● **Problem to work on**: Which lines in the records below contain the word "nightstand"? Return each of them.

** Opening Source data block **

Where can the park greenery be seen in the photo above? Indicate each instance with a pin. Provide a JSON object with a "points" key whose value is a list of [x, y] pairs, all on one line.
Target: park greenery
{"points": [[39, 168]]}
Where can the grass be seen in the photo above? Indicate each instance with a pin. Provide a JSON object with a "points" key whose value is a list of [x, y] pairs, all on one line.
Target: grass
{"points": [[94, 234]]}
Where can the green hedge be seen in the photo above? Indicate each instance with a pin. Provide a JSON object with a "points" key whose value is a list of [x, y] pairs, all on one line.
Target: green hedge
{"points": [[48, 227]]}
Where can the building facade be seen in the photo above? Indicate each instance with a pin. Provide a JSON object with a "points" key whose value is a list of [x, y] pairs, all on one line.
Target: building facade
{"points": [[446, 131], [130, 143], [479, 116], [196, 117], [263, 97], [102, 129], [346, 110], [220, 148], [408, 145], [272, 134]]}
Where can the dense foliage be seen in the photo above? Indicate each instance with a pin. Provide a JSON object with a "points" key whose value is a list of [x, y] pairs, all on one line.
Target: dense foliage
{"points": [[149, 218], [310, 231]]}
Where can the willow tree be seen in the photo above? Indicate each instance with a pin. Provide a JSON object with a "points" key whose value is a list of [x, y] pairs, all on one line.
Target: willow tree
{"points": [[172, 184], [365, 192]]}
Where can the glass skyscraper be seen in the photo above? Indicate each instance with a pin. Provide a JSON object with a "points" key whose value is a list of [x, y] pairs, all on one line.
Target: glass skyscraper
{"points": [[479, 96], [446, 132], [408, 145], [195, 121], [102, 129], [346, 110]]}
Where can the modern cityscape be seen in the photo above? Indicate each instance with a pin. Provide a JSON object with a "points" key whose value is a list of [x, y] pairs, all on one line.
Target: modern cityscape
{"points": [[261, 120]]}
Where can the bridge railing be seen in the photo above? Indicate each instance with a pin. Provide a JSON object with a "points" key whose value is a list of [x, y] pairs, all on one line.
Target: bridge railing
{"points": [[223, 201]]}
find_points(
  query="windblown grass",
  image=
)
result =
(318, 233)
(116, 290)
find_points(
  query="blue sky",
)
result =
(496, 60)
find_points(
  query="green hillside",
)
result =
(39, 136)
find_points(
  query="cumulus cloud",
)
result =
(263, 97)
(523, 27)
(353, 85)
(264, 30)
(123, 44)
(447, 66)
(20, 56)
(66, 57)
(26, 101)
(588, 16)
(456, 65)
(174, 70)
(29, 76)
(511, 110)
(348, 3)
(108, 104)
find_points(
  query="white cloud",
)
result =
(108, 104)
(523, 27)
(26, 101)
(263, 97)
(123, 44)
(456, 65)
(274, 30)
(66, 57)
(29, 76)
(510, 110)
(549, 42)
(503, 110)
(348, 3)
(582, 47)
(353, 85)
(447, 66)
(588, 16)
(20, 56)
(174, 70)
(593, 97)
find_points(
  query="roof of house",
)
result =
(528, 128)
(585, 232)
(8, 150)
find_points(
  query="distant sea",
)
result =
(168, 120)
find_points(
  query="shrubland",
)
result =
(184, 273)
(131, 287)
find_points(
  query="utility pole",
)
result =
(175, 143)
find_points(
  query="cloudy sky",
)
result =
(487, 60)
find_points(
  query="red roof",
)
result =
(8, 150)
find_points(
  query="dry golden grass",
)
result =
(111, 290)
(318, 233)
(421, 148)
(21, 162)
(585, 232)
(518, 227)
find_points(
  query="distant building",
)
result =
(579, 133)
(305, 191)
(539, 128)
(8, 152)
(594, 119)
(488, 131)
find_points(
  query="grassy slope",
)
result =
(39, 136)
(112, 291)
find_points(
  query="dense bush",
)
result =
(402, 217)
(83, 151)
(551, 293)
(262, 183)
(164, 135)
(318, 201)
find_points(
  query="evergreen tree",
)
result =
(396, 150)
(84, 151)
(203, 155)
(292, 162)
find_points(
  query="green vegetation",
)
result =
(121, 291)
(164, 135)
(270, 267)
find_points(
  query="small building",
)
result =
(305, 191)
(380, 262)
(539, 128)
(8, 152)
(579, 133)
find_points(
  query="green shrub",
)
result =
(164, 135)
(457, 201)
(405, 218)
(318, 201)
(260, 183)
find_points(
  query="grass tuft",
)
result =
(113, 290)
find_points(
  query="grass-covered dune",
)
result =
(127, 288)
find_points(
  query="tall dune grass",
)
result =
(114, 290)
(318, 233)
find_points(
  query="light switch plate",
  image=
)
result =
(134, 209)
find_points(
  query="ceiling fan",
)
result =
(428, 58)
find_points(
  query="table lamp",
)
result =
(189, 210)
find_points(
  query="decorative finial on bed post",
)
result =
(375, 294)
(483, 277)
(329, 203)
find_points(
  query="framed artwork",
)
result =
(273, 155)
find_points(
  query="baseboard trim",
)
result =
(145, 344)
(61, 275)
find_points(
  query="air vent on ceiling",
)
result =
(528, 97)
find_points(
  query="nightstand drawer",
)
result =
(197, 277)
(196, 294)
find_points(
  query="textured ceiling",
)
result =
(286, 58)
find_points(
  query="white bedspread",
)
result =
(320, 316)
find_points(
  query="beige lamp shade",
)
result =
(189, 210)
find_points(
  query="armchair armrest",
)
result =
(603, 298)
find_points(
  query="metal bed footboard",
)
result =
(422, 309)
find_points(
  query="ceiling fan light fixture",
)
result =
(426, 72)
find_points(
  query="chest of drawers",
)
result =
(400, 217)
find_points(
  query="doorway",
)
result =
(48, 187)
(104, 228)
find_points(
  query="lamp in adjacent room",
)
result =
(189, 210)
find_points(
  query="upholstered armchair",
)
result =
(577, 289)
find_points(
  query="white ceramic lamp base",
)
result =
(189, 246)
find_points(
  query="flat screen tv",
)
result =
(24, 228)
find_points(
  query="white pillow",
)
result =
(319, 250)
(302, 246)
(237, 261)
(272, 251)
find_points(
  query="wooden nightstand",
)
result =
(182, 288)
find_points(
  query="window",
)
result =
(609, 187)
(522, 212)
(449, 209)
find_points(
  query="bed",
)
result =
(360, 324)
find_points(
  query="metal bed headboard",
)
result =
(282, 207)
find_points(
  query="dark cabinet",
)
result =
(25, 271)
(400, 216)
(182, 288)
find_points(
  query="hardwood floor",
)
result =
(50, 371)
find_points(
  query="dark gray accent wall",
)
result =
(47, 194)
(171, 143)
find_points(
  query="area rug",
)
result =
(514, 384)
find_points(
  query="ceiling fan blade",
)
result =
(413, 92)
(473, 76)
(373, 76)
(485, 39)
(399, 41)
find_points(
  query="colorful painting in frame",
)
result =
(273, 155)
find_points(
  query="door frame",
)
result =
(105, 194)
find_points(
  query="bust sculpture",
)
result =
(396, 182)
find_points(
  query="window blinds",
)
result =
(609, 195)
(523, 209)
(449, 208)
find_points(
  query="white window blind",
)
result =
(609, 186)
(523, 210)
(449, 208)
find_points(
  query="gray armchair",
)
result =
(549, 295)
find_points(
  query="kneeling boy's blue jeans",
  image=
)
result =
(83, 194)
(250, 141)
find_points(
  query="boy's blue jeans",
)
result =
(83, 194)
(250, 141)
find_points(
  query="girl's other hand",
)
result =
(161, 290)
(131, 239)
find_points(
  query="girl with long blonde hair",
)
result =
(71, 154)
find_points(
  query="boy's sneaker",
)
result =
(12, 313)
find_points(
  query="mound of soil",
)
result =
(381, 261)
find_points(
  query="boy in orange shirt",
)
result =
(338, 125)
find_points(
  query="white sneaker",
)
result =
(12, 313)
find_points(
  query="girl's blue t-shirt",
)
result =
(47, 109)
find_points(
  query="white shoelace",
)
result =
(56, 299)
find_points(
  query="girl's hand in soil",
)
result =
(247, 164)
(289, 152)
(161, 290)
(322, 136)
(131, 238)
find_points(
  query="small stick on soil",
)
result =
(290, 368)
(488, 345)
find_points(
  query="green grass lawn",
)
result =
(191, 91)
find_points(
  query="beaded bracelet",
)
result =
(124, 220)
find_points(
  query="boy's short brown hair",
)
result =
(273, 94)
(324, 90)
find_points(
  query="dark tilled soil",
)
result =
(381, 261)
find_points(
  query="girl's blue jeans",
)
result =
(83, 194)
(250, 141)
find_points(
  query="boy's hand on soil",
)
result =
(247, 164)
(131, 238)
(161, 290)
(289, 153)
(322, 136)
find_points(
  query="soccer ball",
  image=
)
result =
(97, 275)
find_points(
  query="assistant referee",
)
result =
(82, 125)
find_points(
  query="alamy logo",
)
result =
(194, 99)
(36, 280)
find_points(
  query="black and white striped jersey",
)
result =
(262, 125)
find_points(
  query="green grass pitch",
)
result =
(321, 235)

** Closing Source data block **

● **Exercise response**:
  query="nightstand drawer",
  query="wooden nightstand",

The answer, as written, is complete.